WORK INSTRUCTIONS:
- a) List every geographic place named in the article about Dr. Bill Hanlon's award.
- b) In the article about Dr. Bill Hanlon's award, in what year did Hanlon start the Basic Health International Foundation?
- c) Pick up the article about Dr. Bill Hanlon's award after its final sentence and keep writing.

PAGE EXCERPT:
= = = = = = =
After three decades of helping people around the world, Cochrane Doctor Bill Hanlon is being awarded a prestigious medical award from Ireland that honours those who make exceptional contributions to medicine and society.
“We need to open up to other cultures and not build walls,” Hanlon said, after returning from a recent expedition to Russia.
“What I loved about this trip was it pares down things. You are selective on what you bring and it pares it down to the minimum. Food, shelter, health – the rest is just extra. If we took more to other people in the world, it would make a big difference and not really impact us here.”
Discovering the notification email after his recent trip to Siberia, where the doctor embarked on a 700-km solo trip across Lake Baikal to raise awareness for rural health, Hanlon said he almost trashed the message initially thinking it was spam, not realizing Ireland’s University College Cork was trying to present him with an award.
“It is one of their most prestigious awards and they only give out one a year,” Hanlon said with a humble smile.
Chosen on the basis of his “sustained and excellent track record in travel and tropical medicine and strong charity links” this is the latest addition to Hanlon’s list of awards including the Cochrane Rotary Integrity Award and Humanitarian of the Year award by Cochrane and District Chamber of Commerce.
While the doctor said he is honoured to receive the award, he is more excited about the awareness he has been able to raise for the Basic Health International Foundation, a non-profit Hanlon started in 2003 and currently sits on the board as the medical director.
The Foundation develops and supports self-sustainable public and primary health care projects in remote communities.
= = = = = = =
Stored data entries:
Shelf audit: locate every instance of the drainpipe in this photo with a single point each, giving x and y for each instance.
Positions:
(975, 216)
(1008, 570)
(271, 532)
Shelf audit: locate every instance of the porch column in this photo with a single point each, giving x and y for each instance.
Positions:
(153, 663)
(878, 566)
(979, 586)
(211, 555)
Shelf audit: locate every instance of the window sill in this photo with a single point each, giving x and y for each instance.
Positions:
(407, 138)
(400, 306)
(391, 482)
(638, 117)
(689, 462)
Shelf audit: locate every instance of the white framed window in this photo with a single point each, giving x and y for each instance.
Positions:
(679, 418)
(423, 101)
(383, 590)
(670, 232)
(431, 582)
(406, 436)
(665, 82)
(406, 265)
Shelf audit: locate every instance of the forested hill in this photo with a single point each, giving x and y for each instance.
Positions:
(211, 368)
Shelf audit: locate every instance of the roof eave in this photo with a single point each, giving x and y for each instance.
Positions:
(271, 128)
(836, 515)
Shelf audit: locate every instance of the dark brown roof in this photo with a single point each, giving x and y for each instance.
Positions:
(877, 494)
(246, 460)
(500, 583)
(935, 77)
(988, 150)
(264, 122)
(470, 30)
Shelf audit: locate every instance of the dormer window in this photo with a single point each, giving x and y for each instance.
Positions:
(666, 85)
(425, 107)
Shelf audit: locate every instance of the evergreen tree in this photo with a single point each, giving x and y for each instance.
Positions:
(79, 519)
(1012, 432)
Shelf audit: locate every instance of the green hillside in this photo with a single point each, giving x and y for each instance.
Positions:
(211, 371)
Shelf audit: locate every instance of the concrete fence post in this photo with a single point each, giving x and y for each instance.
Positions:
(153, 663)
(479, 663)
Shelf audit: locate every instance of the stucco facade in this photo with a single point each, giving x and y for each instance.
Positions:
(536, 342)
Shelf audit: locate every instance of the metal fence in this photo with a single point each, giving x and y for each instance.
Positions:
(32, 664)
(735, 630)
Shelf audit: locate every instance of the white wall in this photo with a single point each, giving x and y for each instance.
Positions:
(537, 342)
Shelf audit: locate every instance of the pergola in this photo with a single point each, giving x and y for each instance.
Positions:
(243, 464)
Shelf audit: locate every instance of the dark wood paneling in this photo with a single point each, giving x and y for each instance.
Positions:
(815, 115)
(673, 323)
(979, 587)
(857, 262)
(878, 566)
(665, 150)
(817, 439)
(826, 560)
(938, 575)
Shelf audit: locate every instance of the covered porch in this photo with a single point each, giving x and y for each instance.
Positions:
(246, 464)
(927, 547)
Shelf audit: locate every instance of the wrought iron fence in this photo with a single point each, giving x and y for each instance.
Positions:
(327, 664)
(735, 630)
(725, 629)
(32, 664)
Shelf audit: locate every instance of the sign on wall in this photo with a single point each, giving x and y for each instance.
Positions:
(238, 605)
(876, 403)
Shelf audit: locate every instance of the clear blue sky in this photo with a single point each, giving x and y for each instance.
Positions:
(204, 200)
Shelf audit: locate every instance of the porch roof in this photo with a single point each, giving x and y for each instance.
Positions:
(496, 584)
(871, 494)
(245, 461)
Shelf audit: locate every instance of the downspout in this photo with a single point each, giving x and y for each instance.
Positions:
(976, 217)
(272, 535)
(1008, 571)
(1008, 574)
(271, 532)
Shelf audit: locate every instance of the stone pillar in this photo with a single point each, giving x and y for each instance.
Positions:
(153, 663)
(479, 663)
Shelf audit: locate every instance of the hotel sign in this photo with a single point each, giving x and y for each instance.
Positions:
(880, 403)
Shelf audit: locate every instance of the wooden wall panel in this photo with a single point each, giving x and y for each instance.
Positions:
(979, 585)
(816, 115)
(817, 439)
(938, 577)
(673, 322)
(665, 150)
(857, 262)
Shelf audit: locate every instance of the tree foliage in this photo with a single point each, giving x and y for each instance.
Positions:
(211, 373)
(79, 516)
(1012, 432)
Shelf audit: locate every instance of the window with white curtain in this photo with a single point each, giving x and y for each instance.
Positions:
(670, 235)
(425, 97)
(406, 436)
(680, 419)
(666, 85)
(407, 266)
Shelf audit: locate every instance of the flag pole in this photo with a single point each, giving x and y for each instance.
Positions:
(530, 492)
= = = = = = =
TASK-BY-TASK OUTPUTS:
- a) Cochrane, Ireland, Russia, Siberia, Lake Baikal

- b) 2003

- c)
“My focus of work over the last 30 years has been nomadic people and people who live with animals,” Hanlon explained, in between seeing patients at the Cochrane Primary Care Centre.
“I’m interested in the sense of people, old belief systems and interesting mix of cultures.”
In addition to founding Men’s Health Day in town and as a founding member of the Cochrane Health and Wellness Committee, the doctor has also trekked 700 km across the world’s oldest lake and walked 70 days in Afghanistan to help people at rural clinics – and he wants to continue to raise awareness for rural health and work with people in other countries to create aid programs.
“If we get exposed to other cultures and people, we learn from them and they learn from us,” Hanlon said.
While the doctor said he has nothing on the books for an upcoming trip, he is trying to work his holidays around the May gala date to receive the medical school medal from the University College Cork in person.
“Growing up in Ireland, I have always been interested and curious about things going on beyond our shores and over our small hills,” Hanlon said in a previous alumni letter to UCC.
“Many don’t make the media headlines. This does not negate their great efforts in creating more light than heat in the world.”